[Items from a dataset]
-----

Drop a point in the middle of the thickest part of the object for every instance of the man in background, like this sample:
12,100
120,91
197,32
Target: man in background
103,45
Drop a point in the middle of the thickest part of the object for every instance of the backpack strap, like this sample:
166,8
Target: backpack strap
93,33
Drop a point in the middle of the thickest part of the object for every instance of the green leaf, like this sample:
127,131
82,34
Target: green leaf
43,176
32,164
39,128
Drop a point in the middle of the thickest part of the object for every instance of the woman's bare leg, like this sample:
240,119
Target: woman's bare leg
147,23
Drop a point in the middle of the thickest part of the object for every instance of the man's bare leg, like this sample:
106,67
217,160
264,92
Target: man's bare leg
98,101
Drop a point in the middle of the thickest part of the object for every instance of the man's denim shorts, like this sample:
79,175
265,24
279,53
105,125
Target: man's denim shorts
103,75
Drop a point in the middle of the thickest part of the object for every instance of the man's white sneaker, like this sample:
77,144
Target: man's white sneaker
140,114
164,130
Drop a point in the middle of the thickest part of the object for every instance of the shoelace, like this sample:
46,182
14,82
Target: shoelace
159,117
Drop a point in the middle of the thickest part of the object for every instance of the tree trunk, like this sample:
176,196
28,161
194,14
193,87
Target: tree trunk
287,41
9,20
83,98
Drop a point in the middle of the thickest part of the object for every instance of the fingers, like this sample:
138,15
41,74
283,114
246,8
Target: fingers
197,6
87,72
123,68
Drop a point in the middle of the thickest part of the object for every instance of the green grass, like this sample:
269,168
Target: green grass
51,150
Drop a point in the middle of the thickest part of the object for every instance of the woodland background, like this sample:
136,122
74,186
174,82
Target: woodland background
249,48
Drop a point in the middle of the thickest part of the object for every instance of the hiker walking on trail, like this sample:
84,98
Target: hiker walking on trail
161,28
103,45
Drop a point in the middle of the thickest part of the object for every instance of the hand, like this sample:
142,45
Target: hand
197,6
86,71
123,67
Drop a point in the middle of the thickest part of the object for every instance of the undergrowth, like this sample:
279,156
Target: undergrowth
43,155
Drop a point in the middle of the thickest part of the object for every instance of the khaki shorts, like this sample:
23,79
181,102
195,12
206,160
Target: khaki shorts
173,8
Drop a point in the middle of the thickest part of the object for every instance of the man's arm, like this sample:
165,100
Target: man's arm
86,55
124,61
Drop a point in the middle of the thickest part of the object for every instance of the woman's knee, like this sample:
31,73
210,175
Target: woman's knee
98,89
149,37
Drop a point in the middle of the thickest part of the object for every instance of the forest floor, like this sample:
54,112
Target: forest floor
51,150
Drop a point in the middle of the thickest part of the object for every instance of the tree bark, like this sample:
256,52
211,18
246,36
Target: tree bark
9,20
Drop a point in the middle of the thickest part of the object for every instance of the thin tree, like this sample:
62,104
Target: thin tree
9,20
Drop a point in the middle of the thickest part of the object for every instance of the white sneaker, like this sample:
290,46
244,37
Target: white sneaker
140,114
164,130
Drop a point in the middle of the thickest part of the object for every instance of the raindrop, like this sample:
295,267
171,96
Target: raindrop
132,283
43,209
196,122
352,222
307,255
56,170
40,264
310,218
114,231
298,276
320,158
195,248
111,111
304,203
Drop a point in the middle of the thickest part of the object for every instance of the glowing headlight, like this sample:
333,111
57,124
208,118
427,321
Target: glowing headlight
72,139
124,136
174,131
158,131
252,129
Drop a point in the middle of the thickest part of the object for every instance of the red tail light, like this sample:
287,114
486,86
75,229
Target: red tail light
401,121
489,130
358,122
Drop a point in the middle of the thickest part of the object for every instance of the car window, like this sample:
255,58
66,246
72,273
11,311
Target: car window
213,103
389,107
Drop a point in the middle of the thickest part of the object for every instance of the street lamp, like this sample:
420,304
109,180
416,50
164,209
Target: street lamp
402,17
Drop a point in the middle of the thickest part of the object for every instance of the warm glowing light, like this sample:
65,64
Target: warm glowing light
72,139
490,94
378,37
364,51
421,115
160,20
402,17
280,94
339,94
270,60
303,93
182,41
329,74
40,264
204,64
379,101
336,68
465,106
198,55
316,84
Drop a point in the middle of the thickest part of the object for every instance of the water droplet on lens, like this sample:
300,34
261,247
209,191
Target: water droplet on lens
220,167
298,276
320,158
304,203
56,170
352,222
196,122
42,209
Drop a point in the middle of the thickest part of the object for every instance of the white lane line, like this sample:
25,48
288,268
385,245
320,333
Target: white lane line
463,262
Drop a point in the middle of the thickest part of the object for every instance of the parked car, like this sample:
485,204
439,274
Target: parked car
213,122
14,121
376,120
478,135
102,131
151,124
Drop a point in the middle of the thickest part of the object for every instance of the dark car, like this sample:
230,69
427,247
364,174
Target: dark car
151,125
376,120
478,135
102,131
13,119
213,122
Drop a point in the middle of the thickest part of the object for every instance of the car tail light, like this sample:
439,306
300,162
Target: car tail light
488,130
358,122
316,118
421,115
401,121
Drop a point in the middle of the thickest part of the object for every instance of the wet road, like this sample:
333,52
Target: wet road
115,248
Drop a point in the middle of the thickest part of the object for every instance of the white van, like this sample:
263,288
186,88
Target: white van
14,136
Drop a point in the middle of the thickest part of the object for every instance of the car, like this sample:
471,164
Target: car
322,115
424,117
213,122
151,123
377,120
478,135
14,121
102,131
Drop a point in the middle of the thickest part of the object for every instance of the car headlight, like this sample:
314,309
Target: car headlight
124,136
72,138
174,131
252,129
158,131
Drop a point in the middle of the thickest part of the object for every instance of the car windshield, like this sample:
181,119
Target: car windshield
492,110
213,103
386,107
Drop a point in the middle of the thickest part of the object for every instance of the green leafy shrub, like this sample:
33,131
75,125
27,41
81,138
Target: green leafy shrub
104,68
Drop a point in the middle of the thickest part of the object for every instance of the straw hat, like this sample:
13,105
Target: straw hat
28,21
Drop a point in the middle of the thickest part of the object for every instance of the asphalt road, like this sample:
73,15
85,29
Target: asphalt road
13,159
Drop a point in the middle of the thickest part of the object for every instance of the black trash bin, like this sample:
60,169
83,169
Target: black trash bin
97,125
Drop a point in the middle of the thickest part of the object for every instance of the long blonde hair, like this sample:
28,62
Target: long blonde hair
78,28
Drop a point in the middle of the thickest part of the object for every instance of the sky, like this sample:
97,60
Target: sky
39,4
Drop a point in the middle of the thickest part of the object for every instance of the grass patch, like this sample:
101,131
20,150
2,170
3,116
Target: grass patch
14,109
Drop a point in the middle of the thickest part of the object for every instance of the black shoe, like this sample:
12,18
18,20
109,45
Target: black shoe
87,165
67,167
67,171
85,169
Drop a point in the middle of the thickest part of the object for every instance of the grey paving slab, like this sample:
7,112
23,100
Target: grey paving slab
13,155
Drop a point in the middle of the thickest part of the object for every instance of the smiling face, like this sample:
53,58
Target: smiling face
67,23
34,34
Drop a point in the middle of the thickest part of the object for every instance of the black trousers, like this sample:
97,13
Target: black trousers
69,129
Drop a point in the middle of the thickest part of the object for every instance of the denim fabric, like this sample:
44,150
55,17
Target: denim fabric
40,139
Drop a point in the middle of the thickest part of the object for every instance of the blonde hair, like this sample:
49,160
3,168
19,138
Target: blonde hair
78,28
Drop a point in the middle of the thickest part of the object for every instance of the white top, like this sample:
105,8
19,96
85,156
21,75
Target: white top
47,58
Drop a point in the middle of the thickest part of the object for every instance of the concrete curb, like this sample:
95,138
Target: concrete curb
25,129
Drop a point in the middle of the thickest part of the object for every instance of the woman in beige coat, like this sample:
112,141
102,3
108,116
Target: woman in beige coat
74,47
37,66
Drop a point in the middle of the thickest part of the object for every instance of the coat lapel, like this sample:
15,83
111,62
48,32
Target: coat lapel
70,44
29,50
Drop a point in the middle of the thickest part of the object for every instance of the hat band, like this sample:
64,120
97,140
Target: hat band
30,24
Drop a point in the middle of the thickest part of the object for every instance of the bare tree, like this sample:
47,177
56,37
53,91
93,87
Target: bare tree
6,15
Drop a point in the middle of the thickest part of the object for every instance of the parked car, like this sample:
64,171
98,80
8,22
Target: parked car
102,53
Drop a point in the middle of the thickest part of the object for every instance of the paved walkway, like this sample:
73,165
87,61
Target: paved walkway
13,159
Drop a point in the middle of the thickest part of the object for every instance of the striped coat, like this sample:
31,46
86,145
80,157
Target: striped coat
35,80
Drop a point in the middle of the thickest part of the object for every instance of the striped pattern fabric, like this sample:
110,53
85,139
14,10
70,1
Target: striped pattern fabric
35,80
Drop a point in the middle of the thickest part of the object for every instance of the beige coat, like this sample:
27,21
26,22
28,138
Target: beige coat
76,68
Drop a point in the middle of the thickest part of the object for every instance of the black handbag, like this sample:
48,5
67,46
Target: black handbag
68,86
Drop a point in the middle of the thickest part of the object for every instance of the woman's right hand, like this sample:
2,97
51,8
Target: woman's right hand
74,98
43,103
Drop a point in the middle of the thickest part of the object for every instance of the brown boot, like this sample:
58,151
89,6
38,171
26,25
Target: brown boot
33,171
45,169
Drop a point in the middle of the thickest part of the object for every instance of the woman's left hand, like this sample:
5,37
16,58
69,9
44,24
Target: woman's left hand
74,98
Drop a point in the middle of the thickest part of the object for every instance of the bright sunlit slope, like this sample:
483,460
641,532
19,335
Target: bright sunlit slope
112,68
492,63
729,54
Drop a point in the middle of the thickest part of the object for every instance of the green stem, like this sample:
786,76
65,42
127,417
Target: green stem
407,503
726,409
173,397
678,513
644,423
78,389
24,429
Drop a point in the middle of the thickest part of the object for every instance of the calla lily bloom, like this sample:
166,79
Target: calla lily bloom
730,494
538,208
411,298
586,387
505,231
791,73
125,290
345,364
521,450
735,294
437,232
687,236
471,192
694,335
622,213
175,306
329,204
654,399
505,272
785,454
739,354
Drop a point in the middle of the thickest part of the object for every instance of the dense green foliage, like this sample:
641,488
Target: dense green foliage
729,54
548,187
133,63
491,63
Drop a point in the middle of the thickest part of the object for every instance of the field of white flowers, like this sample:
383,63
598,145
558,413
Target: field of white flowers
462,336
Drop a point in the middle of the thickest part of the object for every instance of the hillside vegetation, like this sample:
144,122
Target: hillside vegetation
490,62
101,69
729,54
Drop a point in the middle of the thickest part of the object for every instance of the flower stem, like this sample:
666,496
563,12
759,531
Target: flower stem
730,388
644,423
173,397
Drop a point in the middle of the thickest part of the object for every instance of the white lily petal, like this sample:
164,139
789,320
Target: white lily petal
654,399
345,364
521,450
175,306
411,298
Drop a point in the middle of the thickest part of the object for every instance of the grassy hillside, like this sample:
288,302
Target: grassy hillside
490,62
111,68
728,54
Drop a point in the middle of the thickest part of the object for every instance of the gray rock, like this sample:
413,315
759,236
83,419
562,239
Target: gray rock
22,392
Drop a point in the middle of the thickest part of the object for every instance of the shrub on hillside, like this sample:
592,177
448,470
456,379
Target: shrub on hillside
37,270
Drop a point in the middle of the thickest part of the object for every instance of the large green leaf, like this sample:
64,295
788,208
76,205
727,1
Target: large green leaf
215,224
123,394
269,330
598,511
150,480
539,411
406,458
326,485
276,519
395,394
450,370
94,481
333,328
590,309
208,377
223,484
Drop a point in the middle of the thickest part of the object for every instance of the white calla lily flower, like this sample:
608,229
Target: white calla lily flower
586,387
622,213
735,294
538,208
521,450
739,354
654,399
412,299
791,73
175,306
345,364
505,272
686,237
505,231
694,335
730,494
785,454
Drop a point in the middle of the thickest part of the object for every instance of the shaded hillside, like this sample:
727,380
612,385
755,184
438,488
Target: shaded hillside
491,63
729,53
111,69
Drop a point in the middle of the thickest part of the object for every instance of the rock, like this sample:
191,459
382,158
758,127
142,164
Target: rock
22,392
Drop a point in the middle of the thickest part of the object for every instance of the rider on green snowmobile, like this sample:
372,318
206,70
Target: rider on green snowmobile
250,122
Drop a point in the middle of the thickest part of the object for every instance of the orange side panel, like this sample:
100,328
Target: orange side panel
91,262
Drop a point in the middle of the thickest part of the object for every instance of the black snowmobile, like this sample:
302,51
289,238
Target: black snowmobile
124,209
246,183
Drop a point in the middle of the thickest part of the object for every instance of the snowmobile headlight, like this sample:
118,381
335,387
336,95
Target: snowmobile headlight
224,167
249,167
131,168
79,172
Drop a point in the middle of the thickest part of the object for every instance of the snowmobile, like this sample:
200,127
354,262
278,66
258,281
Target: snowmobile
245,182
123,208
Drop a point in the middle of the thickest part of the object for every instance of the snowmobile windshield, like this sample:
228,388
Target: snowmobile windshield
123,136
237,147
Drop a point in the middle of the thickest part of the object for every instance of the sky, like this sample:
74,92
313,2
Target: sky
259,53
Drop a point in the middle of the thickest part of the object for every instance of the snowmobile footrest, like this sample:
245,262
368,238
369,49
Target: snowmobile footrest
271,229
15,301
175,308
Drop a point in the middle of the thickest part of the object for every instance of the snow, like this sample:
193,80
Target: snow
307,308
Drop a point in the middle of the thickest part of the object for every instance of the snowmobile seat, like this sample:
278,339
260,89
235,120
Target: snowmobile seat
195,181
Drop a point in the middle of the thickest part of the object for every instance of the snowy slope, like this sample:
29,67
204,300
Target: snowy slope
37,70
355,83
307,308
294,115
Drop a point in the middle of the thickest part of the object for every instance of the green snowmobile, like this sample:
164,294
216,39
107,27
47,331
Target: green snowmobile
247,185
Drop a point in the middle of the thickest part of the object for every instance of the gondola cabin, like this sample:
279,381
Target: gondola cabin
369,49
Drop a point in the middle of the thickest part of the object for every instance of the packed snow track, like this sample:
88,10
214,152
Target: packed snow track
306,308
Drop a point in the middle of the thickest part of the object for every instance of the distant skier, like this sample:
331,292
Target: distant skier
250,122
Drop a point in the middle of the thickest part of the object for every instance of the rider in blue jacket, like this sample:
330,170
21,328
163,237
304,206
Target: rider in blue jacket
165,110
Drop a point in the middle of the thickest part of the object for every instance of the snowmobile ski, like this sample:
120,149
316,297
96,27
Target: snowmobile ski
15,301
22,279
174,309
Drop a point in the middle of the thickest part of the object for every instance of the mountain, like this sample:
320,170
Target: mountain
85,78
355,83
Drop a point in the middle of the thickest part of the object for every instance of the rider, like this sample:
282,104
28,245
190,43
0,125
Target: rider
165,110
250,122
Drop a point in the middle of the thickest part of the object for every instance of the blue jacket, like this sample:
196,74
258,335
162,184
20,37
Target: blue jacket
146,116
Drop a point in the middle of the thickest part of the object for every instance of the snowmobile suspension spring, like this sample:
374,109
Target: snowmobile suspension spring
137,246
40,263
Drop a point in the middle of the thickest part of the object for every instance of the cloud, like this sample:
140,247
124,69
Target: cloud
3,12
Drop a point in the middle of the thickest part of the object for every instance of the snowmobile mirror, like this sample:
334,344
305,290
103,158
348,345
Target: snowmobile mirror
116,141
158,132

-----

What you have to do
Your answer must consist solely of the lines from the top of the entries above through the line containing "tree trunk, like", copied exactly, both ends included.

The completed task
Drop a point in the middle of the thickest part of the object for every instance of the man in background, like this sample:
12,100
120,91
197,32
Target: man in background
103,45
Drop a point in the middle of the thickest part of the object for every instance of the backpack strap, like this sample:
166,8
Target: backpack strap
93,33
Drop a point in the middle of the thickest part of the object for every instance of the green leaf, like this sample:
127,131
82,34
Target: green leaf
43,176
32,164
39,128
Drop a point in the middle of the thickest part of the object for every instance of the woman's bare leg, like this sample:
240,119
Target: woman's bare leg
147,23
Drop a point in the middle of the thickest part of the object for every instance of the man's bare leg, like this sample:
106,67
217,160
264,92
Target: man's bare leg
98,101
Drop a point in the middle of the thickest part of the object for every instance of the man's denim shorts, like this sample:
79,175
265,24
279,53
105,125
Target: man's denim shorts
103,75
Drop a point in the middle of the thickest part of the object for every instance of the man's white sneaker, like this sample:
77,144
Target: man's white sneaker
140,114
164,130
Drop a point in the middle of the thickest part of the object for every instance of the shoelace, like this sample:
46,182
14,82
Target: shoelace
159,117
Drop a point in the middle of the thickest part of the object for every instance of the tree trunk, like this sample:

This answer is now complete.